> **Problem description**
Pick out each line in the material below that contains the word "cardboard", and copy those lines. Case matters, so only count the word when its capitals and small letters match.

──────────────────────────────

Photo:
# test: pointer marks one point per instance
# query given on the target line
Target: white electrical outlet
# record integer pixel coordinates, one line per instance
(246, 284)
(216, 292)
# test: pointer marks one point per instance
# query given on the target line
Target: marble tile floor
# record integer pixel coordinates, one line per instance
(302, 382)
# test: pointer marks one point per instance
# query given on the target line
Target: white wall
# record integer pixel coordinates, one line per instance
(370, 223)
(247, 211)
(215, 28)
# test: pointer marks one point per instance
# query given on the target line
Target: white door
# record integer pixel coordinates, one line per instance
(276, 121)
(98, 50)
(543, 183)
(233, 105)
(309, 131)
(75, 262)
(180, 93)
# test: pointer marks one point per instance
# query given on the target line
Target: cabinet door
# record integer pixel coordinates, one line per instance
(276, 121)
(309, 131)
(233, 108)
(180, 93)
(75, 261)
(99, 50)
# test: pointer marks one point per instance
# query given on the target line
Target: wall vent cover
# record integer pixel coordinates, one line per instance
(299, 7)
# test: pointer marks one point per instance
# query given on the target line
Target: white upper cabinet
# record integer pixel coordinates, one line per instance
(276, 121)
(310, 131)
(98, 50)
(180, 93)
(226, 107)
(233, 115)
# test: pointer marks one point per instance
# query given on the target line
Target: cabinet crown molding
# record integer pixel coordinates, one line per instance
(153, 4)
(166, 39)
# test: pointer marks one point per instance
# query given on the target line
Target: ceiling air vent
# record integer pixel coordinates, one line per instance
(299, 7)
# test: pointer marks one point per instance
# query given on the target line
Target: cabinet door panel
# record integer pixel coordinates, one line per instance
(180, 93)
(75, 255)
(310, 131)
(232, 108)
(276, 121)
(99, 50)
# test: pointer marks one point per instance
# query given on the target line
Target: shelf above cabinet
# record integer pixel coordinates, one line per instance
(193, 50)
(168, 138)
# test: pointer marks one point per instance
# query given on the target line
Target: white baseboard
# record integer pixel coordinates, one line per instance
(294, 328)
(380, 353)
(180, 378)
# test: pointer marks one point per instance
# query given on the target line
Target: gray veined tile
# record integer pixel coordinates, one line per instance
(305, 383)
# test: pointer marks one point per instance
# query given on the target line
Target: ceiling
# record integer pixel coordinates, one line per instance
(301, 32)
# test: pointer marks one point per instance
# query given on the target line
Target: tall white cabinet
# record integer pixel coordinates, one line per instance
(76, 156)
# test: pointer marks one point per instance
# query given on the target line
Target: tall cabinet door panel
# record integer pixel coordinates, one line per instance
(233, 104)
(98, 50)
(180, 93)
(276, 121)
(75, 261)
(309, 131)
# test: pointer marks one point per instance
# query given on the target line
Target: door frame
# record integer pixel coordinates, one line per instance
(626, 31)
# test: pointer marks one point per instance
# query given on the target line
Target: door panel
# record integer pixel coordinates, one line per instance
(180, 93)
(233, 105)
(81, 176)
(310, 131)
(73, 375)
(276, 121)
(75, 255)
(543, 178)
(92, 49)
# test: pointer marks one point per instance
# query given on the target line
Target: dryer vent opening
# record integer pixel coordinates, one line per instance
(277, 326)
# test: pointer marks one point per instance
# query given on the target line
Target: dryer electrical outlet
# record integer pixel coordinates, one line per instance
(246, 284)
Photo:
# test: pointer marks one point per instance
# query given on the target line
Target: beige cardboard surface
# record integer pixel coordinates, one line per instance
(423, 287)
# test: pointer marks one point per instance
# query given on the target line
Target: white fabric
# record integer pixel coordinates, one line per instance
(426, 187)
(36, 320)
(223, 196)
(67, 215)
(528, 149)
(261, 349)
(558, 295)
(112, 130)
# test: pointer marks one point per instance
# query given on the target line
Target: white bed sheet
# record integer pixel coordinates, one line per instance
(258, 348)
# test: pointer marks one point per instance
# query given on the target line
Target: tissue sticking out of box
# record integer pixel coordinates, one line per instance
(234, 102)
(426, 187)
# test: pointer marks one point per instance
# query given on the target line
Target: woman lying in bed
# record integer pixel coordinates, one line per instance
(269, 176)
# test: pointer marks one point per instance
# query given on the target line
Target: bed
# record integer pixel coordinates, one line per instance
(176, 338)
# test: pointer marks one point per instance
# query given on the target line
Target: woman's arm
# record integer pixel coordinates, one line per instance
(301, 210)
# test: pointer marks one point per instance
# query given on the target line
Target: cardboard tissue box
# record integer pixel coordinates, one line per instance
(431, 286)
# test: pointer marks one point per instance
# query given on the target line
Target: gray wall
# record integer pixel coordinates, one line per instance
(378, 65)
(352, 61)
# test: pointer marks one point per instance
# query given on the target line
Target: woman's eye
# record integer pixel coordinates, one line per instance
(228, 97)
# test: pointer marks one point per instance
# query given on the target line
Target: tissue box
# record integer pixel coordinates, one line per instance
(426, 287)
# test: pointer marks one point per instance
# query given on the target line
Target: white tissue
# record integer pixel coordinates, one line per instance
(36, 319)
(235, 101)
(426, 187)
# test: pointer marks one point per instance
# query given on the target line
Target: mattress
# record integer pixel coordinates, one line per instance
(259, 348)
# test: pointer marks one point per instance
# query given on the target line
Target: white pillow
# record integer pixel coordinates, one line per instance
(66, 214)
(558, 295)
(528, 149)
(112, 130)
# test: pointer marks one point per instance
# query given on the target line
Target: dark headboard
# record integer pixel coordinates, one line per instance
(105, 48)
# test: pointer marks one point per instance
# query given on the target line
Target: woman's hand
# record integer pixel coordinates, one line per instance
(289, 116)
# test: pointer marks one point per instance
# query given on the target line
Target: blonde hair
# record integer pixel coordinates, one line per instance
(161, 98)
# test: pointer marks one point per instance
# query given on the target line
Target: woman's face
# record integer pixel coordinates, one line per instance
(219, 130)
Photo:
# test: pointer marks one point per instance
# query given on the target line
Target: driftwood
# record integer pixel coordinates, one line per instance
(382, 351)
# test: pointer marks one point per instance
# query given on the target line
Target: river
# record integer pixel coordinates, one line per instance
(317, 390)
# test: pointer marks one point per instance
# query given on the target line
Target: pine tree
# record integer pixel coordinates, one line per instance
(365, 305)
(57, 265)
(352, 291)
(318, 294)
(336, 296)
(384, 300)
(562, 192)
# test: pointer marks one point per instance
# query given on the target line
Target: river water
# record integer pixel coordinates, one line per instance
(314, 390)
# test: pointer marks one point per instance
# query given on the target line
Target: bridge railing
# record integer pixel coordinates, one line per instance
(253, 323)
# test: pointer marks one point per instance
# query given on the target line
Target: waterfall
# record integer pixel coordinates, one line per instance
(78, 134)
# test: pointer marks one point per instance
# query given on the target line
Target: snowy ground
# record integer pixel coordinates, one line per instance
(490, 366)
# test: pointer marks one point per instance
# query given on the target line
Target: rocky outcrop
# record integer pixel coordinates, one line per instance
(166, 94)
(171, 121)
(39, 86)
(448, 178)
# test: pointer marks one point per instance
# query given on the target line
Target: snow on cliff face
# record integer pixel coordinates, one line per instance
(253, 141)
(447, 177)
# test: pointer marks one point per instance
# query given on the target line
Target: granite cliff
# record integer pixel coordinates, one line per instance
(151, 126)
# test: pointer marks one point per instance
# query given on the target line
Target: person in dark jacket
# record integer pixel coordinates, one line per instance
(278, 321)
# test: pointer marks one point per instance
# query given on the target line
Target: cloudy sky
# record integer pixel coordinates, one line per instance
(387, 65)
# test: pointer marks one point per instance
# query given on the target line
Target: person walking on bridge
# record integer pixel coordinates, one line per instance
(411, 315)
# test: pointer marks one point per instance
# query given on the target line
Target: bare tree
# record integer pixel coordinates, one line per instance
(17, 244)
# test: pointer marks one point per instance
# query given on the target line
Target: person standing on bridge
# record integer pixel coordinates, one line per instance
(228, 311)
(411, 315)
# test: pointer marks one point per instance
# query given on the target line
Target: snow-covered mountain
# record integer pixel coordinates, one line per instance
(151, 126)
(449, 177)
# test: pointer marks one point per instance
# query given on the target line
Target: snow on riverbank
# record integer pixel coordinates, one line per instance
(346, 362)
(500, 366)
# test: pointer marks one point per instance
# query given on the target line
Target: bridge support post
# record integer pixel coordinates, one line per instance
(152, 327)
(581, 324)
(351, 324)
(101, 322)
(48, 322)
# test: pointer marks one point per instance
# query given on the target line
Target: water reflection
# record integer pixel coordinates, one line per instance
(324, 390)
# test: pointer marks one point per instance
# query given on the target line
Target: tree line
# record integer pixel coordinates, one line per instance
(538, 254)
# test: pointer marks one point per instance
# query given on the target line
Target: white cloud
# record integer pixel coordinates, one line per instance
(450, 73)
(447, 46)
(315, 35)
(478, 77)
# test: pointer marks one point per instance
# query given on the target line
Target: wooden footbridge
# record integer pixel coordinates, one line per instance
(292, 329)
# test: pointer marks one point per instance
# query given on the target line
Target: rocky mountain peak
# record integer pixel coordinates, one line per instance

──────────────────────────────

> **Complete output**
Target: beige cardboard surface
Target: cardboard tissue box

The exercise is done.